## INPUT DATA
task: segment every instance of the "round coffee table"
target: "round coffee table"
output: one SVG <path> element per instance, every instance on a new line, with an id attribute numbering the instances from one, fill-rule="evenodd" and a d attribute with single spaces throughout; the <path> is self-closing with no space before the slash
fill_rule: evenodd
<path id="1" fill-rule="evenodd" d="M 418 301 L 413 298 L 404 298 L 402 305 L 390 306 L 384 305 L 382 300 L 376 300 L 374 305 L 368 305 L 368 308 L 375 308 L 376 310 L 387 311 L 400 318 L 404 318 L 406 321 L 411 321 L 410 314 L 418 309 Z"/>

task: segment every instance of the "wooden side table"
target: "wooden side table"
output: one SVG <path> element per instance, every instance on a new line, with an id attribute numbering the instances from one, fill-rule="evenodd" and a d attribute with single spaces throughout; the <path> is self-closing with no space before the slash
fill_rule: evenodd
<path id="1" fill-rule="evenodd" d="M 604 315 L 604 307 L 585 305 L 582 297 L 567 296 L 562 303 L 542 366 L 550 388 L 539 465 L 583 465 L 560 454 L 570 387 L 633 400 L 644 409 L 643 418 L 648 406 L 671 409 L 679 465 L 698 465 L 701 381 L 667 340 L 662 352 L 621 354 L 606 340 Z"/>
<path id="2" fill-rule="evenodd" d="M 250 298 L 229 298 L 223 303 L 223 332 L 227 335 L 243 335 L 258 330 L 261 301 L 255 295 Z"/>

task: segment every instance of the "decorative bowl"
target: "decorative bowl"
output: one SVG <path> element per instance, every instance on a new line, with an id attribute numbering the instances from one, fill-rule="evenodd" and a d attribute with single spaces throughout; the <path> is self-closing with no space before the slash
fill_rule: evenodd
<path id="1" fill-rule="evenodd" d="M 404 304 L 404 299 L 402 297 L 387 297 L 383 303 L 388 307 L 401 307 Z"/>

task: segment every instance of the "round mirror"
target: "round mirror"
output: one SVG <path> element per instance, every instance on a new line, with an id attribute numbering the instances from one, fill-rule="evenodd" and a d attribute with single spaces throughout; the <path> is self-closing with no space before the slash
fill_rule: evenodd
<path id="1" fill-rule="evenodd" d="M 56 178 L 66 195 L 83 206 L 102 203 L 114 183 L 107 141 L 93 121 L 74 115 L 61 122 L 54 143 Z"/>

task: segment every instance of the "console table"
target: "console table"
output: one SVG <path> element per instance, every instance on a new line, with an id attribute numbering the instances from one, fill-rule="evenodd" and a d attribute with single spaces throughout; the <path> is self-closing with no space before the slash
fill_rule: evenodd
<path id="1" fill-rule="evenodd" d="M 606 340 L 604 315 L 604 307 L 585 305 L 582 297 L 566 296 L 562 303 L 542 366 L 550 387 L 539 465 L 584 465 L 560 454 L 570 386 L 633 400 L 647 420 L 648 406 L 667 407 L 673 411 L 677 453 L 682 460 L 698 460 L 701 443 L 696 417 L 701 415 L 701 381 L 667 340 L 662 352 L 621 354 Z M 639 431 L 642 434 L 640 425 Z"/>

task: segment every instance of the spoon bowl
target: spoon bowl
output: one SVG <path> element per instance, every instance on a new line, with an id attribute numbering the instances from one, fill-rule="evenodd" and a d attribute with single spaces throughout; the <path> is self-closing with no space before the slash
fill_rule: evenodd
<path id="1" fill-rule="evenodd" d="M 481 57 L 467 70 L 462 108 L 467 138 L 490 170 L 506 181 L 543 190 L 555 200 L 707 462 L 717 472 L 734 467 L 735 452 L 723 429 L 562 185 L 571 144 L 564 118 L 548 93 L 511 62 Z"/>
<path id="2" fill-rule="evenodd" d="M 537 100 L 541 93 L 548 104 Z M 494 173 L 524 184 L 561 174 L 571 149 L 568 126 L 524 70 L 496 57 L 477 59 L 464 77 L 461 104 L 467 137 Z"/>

## TASK OBJECTIVE
Report every line of the rows above that contains the word "decorative", matching case exactly.

## FULL ANSWER
task: segment every instance of the "decorative bowl"
target: "decorative bowl"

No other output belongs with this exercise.